_MATERIAL TO PROCESS:_

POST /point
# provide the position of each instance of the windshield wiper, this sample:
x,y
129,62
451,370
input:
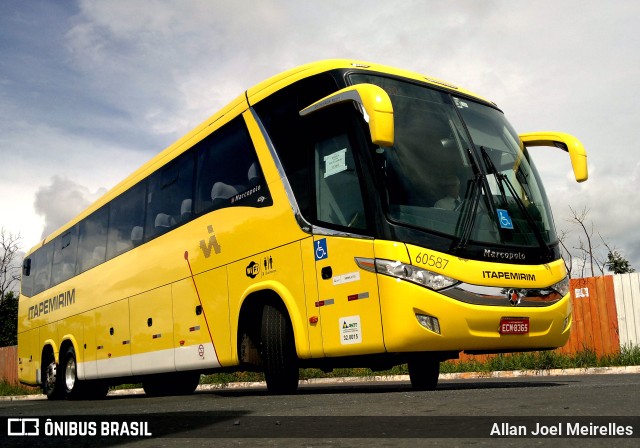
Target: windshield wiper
x,y
469,210
502,179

_TASK TO CARRY OUT:_
Arrange each line of the material above as a Markdown table with the columns Row and Line, numbering the rows and skipping any blank lines. Leave the pictures out of the answer.

_TASK SOLUTION:_
| Row | Line |
|---|---|
| 1 | POST /point |
| 2 | # provide the position of each instance of the windshield wiper, this sample: |
| 3 | x,y |
| 4 | 129,62 |
| 5 | 451,370 |
| 6 | input: |
| 7 | Target: windshield wiper |
| 8 | x,y |
| 9 | 469,210 |
| 10 | 502,179 |